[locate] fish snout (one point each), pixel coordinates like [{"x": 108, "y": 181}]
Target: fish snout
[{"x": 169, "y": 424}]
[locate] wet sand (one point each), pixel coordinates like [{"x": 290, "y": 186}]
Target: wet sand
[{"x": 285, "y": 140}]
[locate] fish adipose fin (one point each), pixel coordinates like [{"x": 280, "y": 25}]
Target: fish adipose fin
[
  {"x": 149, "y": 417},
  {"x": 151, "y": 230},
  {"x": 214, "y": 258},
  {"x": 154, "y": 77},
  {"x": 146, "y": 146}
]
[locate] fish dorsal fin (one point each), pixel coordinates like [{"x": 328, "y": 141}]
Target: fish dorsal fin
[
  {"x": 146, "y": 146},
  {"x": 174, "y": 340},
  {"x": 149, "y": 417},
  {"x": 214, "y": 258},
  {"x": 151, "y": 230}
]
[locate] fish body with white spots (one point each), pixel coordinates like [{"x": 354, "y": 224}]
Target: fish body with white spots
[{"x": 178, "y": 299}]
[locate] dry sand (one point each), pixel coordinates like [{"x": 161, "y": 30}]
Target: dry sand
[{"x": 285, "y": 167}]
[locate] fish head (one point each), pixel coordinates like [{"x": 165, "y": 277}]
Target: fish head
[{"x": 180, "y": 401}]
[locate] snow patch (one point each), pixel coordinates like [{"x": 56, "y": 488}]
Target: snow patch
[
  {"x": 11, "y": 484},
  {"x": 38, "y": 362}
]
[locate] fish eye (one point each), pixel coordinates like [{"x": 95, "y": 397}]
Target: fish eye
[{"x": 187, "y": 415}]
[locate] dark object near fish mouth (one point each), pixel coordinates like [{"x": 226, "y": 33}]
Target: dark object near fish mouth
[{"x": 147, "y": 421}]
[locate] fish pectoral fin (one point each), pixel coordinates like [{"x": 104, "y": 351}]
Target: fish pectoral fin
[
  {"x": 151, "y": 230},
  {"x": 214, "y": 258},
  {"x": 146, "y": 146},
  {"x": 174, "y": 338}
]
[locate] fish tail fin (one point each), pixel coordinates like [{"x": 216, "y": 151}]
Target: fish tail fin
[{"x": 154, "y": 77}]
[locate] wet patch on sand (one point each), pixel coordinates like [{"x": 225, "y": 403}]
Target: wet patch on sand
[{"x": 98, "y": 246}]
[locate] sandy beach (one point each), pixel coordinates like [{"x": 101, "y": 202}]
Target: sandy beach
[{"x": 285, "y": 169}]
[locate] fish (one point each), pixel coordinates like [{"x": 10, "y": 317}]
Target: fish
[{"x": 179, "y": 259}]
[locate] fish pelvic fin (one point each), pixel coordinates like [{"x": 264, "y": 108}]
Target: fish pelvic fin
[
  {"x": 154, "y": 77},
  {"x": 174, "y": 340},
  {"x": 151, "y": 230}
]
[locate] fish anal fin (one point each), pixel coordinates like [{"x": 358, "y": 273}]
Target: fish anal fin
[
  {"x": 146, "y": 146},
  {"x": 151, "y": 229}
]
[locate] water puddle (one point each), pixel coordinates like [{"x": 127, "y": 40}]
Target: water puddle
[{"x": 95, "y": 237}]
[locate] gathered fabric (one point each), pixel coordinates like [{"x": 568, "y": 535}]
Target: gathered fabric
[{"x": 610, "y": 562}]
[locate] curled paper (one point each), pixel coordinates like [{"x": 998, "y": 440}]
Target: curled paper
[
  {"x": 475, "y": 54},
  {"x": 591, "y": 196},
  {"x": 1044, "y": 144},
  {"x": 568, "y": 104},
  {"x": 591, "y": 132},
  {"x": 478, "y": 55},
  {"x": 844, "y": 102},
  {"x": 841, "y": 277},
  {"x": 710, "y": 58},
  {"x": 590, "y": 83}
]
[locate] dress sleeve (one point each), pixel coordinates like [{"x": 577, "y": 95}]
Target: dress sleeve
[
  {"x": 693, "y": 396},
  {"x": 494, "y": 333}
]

* **Instruction**
Find the line that contains "[locate] water puddle" in the listing above. Retype it and every line after it up to the last, exactly, and nothing else.

* **Correct answer**
[locate] water puddle (one point each), pixel coordinates like [{"x": 127, "y": 40}]
Target: water puddle
[{"x": 95, "y": 237}]
[locate] gathered fabric (one point each), pixel coordinates like [{"x": 568, "y": 535}]
Target: gathered fabric
[{"x": 610, "y": 562}]
[locate] curled paper (one point each), pixel coordinates like [{"x": 998, "y": 440}]
Target: curled paper
[
  {"x": 475, "y": 54},
  {"x": 591, "y": 196},
  {"x": 1044, "y": 144},
  {"x": 568, "y": 104},
  {"x": 591, "y": 132},
  {"x": 478, "y": 55},
  {"x": 844, "y": 102},
  {"x": 841, "y": 277},
  {"x": 710, "y": 58},
  {"x": 590, "y": 83}
]
[locate] dress sleeve (one point each), pixel coordinates like [{"x": 577, "y": 95}]
Target: dress sleeve
[
  {"x": 693, "y": 396},
  {"x": 494, "y": 333}
]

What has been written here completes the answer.